Transcribe verbatim every line from the line containing "Can you see the beaded" to the end of the entries, including both endpoints. Output nothing beyond those lines.

Stored data
::::

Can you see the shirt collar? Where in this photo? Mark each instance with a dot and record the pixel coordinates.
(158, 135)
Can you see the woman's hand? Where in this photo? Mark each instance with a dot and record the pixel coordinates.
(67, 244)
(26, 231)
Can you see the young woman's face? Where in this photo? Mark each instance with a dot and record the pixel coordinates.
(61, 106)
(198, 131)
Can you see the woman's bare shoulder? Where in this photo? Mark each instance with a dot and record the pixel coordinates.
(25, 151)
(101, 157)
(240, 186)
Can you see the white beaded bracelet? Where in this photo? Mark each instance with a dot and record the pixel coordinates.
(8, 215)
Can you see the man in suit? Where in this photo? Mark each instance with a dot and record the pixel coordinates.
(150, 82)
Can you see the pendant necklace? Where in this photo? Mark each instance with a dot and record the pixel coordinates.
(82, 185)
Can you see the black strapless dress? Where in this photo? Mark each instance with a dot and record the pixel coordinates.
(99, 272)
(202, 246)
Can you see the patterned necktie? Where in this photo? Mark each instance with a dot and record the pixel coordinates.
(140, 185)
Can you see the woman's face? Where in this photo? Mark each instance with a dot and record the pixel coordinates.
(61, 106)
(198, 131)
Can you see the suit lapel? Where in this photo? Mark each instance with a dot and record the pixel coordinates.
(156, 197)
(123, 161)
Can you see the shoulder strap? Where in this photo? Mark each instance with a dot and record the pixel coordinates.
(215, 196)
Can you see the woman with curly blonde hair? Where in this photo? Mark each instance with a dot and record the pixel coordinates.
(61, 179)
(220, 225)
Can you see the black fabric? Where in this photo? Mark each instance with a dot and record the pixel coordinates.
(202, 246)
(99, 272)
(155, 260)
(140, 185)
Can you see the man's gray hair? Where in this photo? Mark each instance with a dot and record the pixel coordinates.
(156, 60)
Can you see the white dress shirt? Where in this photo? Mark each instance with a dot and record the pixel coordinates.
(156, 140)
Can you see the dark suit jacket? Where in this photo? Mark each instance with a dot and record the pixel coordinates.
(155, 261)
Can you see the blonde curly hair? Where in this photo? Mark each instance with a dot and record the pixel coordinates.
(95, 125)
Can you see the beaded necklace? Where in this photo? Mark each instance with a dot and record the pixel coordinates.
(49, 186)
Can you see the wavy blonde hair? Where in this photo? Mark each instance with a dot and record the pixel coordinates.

::::

SOLUTION FOR THIS TASK:
Can you see the beaded necklace? Where in this photo? Mark each instance with a dot and record the pixel coordinates.
(49, 186)
Can you see the wavy blonde hair? Where in this photo? Mark each instance with a dot and record the pixel coordinates.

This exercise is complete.